> Written request 1
In the blog post below about a 17-day-old son, list every unit of time by which the writer says the son's age will be counted.

> Extract provided
--- begin ---

Tuesday, June 10, 2014

17 Days Old

My son was born 17 days ago.  My son is 17 days old.  Before long his age will be noted by weeks, then months, then years.  But for now, only days.

Time has a strange way of changing when you have a new baby in your life.  Days and nights blend and blur, marked only by the punctuation of a hunger cry.  Right now those cries come every 1-3 hours, the longest stretch of silence being somewhere between 3 and 7, a time that I cannot, no matter how exhausted, seem to nap.

Days feel incredibly long and yet despite this, it is rare that I am able to complete even the smallest most innocuous task.  Going through the mail.  Putting one load of laundry away.

This is not a complaint.  Merely an observation.  And one that for some reason surprises me.  I don't feel tired all the time.  Nor am I sad.  I just feel slowed down.  Like I am moving through amber love infused molasses.

I can stare at my son for hours.  Perhaps this is where so much of my time is going.

When I hold him, which I am approximately 20 hours a day, I feel complete. When he is being held by another, usually his father, I feel a baby shaped hole in the curve of my torso.

--- end ---

> Given records
--- begin ---

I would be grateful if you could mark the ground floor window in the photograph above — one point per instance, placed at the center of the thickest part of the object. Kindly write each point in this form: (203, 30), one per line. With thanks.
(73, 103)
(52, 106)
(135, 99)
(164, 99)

--- end ---

> Written request 2
Reproduce the row above word for word, along with the four points listed under it.

> Worked solution 1
Days, weeks, months, years

> Worked solution 2
I would be grateful if you could mark the ground floor window in the photograph above — one point per instance, placed at the center of the thickest part of the object. Kindly write each point in this form: (203, 30), one per line. With thanks.
(73, 103)
(52, 106)
(135, 99)
(164, 99)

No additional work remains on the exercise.